**AUSGANGSTEXT:**
§ §
# Symbol-Link auf ein Verzeichnis gesetzt, aber keine Wirkung



## julia29 (20. März 2010)

Hi,

habe viele Dateien in einem Stammverzeichnis die ich auch noch an anderen Stellen benötige, deshalb dachte ich an ein Symbol-Link.
Mein Server:    Linux Debian mit PHP/5.2.0-8+etch11

Mit folgendem Befehl habe ich ein Symbol-Link auf ein Verzeichnis gesetzt

ln -s /var/www/web110/html/t005/bildquelle /var/www/web110/html/t005/bildziel

Prüfung:
xx7-server:/# ls -l /var/www/web110/html/t005/bildziel
total 0
lrwxrwxrwx 1 root root 36 Mar 20 08:28 bildquelle -> /var/www/web110/html/t005/bildquelle


wenn ich dann in /t005/bildziel die Datei 1002,jpg aufrufe, die real natürlich in /bildquelle liegt, wird sie nicht gefunden, selbst dann nicht, wenn ich nicht nur ein Verzeichnis, sondern explizit einen Link auf die Bilddatei angebe.

*Forbidden*

You don't have permission to access /t005/bildziel/1002.jpg on this server.

Was kann ich machen damit alle Bilder im Verzeichnis /bildziel gefunden werden?
mfg
Julia


----------



## deepthroat (20. März 2010)

Hi.

Welchen Webserver verwendest du? Apache?

Du mußt die Option FollowSymLinks (siehe http://httpd.apache.org/docs/2.0/mod/core.html#options) aktivieren.

Gruß


----------
§ §
**AUSGELESENE DATEN:**
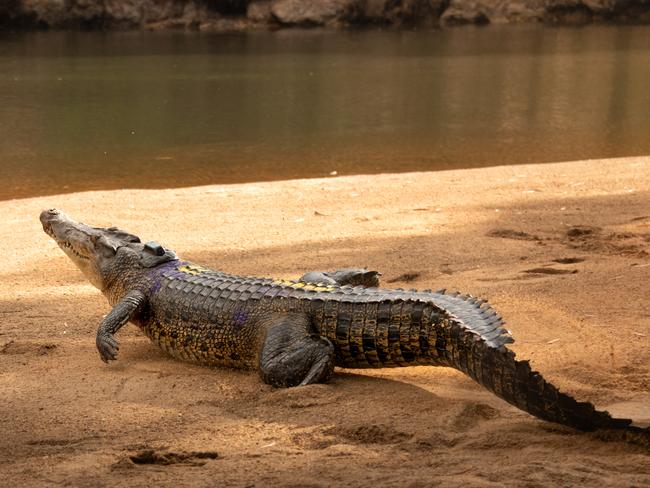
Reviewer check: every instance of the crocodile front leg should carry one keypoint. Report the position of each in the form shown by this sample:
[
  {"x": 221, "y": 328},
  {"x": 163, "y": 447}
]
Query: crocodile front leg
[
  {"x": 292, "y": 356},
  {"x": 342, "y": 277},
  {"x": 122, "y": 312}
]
§ §
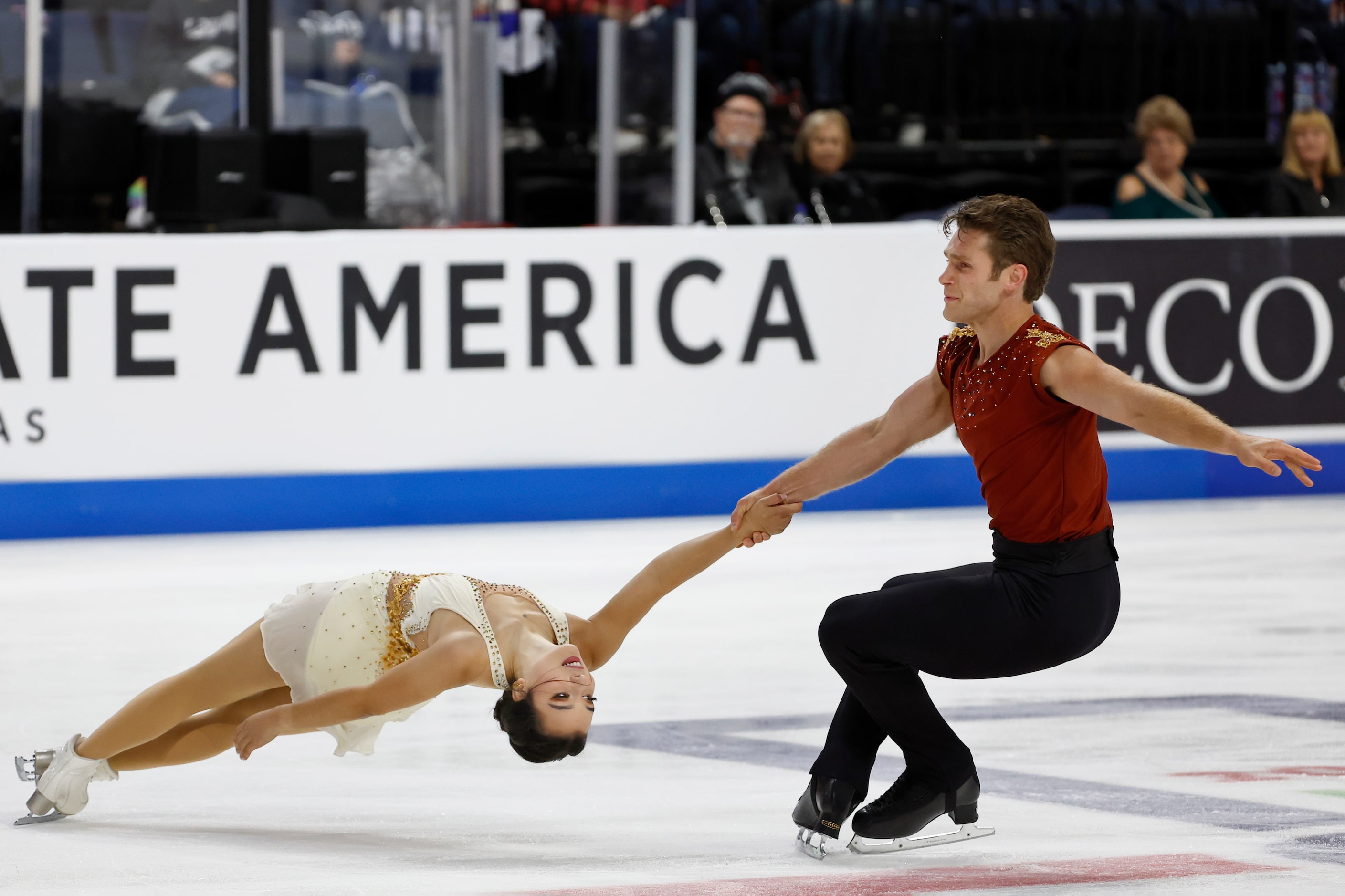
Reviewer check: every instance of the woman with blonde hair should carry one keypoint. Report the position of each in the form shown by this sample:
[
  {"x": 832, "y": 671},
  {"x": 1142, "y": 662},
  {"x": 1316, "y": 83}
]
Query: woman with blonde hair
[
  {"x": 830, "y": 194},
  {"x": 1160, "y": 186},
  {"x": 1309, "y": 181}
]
§ §
**ZIEL:**
Schreibe den Abschnitt des Ausgangstexts von „wenn ich dann“ bis „Verzeichnis /bildziel gefunden werden?“ erneut ab und ersetze darin „Verzeichnis“ durch „Ordner“.

**GELÖSTE AUFGABE:**
wenn ich dann in /t005/bildziel die Datei 1002,jpg aufrufe, die real natürlich in /bildquelle liegt, wird sie nicht gefunden, selbst dann nicht, wenn ich nicht nur ein Ordner, sondern explizit einen Link auf die Bilddatei angebe.

*Forbidden*

You don't have permission to access /t005/bildziel/1002.jpg on this server.

Was kann ich machen damit alle Bilder im Ordner /bildziel gefunden werden?